> Objective
Can you turn the paragraph in the toga run post that begins "Always on sunday closest to March 15" into a brief list that keeps its main facts?

> Text block
☆ ☆ ☆ ☆ ☆
Friday, September 14, 2007

The Ides of March 2007 Toga Run

The annual toga run of the Rome Hash House Harriers

pictures

The Rome HHH website

Always on sunday closest to March 15, starts at noon in Circus Maximus, we followed flour to S. Giovanni e Paolo, Villa Celimontana, in front of the Ospedale Militare del Celio, Colosseum, Via dei Fori Imperiali, Colonna Traiana, Fontana di Trevi, Pantheon, Piazza Navona, Teatro dei Satiri, Piazza Farnese, Via dei Giubbonari, Via del Portico d'Ottavia, Teatro di Marcello, and back to Circus Maximus.

Ides of March 2007
The run begins...
☆ ☆ ☆ ☆ ☆
> Excerpted records
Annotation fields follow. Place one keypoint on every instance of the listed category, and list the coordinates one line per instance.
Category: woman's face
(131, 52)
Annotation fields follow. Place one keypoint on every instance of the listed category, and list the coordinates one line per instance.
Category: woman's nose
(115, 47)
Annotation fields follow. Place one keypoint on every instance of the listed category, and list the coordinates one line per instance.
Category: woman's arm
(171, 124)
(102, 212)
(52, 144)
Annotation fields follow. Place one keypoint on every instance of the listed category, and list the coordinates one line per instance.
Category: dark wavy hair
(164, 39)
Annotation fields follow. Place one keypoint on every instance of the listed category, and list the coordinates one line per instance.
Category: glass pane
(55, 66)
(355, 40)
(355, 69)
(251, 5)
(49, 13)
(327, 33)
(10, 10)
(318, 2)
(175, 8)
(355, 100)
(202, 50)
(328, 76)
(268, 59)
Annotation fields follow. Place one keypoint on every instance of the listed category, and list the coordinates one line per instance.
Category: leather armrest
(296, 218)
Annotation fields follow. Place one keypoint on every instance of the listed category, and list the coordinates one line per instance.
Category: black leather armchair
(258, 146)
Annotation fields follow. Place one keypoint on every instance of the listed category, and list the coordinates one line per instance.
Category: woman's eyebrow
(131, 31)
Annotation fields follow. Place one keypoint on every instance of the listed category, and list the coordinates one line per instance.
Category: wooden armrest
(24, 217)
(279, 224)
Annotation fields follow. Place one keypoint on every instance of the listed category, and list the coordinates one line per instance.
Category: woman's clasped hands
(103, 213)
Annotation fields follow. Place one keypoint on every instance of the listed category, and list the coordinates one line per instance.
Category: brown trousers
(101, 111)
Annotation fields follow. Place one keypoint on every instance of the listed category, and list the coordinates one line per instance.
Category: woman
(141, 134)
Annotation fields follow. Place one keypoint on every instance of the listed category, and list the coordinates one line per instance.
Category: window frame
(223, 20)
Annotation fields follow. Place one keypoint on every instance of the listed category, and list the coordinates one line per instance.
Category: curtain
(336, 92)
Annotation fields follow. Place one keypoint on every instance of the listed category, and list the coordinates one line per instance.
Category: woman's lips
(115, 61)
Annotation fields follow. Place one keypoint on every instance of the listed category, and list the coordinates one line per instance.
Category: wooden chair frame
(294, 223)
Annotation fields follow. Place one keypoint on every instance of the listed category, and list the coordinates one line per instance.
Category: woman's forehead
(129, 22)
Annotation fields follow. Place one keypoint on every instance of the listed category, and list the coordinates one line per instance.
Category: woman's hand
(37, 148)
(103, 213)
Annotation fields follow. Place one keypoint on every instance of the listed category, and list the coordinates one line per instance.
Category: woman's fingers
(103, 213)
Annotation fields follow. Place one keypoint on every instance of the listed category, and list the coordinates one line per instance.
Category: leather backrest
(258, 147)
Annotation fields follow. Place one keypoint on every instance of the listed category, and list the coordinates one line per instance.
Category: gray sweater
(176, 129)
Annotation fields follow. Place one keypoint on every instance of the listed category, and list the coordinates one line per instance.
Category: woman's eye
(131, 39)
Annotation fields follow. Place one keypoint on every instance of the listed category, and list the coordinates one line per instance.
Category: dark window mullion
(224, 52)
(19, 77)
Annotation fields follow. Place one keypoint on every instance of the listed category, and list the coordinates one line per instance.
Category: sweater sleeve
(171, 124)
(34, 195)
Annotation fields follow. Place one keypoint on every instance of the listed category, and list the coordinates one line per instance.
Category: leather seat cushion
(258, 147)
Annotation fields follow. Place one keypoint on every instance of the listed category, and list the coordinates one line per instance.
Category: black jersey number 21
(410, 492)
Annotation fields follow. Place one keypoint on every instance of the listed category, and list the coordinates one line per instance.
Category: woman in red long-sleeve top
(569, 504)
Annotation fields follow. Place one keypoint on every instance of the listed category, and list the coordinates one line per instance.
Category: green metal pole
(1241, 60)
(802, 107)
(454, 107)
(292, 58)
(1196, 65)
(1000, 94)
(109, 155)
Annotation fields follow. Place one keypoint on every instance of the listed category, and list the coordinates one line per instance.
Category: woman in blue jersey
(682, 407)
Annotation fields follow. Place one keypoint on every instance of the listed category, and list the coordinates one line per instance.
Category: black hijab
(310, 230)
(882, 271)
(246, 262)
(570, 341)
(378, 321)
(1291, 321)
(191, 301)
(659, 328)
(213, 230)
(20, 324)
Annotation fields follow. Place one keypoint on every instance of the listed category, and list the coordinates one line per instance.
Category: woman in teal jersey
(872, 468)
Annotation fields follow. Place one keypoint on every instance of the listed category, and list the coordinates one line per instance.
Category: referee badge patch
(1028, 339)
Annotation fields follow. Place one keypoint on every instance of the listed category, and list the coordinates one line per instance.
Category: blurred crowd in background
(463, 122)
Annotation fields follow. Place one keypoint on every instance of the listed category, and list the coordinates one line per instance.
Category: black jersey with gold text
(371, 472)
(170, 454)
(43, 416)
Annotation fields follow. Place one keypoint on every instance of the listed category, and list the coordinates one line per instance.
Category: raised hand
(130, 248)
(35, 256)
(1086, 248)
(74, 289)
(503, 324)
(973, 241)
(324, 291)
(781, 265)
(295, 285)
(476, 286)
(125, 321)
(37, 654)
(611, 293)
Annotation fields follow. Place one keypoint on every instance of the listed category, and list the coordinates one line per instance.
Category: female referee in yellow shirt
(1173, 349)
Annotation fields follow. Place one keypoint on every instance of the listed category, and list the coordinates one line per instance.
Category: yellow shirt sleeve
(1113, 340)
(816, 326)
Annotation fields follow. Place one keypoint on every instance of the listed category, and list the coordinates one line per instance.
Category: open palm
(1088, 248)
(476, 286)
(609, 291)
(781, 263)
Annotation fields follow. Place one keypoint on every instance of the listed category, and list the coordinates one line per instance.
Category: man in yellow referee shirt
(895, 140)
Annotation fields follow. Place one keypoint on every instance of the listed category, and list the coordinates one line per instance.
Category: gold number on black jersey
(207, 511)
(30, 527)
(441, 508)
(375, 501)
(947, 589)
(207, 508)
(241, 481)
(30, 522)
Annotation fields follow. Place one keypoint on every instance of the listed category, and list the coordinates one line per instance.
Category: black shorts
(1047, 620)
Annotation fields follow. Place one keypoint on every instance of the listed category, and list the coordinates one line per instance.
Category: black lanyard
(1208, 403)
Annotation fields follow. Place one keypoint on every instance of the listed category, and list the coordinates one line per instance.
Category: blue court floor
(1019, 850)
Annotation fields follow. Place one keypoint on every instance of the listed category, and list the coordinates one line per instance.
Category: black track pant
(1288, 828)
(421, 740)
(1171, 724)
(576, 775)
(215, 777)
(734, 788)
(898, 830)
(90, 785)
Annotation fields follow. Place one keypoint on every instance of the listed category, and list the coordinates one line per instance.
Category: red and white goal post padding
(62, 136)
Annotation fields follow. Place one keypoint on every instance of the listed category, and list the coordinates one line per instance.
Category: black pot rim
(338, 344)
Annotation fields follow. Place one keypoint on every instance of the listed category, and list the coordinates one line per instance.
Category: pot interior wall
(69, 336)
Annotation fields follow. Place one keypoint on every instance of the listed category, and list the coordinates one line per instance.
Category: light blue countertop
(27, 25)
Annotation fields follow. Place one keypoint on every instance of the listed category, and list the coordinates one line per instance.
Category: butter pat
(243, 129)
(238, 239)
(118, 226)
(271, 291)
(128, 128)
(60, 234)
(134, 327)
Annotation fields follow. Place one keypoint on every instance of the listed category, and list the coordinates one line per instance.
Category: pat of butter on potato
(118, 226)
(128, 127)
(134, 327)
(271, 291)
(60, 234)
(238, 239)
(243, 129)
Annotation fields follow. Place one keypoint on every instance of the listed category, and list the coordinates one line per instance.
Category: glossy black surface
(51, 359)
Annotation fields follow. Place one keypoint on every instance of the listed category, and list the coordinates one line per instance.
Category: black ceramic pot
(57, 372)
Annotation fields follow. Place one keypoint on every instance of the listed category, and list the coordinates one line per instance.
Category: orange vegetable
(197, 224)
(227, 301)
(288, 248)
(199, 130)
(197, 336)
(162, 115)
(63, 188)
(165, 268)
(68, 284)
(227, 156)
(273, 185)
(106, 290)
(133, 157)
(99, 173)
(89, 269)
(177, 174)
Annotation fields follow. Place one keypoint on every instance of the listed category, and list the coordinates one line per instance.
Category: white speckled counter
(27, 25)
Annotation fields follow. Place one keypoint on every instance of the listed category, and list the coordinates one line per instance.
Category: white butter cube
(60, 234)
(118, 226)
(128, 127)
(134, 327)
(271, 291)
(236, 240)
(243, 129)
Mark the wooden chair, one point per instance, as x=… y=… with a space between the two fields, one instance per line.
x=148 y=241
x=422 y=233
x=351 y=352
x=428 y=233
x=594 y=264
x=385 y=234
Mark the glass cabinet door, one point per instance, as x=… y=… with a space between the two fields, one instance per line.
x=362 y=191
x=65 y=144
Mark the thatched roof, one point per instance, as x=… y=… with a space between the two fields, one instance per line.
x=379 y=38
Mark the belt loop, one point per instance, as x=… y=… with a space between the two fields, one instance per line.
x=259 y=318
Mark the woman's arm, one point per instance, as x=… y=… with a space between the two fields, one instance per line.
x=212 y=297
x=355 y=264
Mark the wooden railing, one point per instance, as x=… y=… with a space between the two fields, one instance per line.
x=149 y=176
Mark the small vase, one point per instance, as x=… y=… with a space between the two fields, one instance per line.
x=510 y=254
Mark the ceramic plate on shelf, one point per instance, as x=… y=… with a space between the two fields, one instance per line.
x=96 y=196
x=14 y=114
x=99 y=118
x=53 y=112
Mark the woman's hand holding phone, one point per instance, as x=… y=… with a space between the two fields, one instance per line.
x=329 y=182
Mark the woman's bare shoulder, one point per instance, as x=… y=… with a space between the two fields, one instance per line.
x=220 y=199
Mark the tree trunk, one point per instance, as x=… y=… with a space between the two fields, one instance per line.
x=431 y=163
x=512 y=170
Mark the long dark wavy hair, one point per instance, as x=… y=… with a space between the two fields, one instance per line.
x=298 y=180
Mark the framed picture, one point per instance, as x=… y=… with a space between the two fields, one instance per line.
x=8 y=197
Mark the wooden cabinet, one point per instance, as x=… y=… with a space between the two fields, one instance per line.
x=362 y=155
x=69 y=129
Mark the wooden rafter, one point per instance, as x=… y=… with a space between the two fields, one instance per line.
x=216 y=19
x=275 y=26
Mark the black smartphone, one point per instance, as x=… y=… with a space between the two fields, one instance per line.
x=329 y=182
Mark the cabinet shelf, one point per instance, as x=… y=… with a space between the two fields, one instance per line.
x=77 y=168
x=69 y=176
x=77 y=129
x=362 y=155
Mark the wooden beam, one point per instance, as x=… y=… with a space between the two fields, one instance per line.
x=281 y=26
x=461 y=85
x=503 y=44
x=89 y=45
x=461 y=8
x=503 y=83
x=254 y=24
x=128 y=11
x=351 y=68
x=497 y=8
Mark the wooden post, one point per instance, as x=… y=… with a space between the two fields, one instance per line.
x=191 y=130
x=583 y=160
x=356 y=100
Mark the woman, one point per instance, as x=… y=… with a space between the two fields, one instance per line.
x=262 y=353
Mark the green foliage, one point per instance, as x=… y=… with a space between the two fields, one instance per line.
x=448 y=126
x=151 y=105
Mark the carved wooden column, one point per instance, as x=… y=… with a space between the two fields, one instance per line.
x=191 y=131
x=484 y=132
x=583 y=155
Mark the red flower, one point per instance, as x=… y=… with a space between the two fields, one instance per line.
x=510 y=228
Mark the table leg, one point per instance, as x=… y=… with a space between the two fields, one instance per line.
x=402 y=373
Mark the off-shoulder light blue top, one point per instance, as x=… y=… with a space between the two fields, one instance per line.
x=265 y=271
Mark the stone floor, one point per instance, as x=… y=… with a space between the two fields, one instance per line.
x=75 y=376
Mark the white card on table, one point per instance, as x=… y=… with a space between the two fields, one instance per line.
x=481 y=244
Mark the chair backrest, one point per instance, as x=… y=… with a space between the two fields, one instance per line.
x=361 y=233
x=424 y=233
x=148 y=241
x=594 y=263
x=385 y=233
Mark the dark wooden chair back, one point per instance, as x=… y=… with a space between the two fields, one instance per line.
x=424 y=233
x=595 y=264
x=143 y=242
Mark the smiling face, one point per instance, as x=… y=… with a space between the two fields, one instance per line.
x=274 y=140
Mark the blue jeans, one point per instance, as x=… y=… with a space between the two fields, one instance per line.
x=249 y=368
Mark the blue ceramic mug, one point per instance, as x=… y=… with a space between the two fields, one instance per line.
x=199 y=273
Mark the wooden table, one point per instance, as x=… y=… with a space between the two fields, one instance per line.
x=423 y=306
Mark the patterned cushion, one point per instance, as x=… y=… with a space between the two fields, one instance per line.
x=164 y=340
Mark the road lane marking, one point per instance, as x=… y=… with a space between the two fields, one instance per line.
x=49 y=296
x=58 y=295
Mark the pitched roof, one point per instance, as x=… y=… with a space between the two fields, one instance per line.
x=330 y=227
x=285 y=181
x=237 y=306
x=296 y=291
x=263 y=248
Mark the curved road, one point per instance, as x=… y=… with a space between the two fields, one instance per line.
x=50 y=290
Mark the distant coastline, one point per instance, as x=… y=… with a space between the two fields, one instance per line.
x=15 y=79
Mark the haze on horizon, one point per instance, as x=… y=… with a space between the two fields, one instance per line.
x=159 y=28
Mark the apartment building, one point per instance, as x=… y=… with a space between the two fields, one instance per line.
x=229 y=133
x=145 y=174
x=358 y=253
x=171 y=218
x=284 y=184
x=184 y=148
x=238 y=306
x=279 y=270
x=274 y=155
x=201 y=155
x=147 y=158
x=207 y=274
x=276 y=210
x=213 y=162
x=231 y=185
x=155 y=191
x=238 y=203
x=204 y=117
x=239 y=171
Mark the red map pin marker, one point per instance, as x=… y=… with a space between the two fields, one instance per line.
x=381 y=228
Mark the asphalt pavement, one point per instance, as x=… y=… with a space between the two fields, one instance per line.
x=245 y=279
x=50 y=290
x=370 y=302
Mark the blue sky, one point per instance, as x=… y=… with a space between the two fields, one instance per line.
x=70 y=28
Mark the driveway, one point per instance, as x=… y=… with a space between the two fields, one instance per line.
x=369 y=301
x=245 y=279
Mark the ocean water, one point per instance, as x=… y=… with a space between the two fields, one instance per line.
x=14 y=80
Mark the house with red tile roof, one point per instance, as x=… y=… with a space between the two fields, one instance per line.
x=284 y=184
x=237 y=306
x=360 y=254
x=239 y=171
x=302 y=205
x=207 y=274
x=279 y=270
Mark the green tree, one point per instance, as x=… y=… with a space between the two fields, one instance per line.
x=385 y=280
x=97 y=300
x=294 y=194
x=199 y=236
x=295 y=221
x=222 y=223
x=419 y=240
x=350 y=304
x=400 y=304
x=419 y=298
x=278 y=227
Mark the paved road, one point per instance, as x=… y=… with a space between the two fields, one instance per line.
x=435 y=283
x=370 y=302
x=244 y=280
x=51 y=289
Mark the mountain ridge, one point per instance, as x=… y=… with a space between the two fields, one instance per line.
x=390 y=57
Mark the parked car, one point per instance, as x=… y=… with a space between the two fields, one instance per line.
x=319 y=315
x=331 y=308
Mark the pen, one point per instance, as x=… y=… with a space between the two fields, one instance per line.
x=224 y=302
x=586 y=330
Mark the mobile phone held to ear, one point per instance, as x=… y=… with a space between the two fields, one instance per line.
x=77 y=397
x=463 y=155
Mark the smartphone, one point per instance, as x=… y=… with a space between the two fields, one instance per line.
☆ ☆ ☆ ☆ ☆
> Result
- When: every year on the Sunday closest to March 15, at noon
- Start and finish: Circus Maximus
- Route (marked with flour): S. Giovanni e Paolo, Villa Celimontana, the Ospedale Militare del Celio, the Colosseum, Via dei Fori Imperiali, Colonna Traiana, Fontana di Trevi, the Pantheon, Piazza Navona, Teatro dei Satiri, Piazza Farnese, Via dei Giubbonari, Via del Portico d'Ottavia, Teatro di Marcello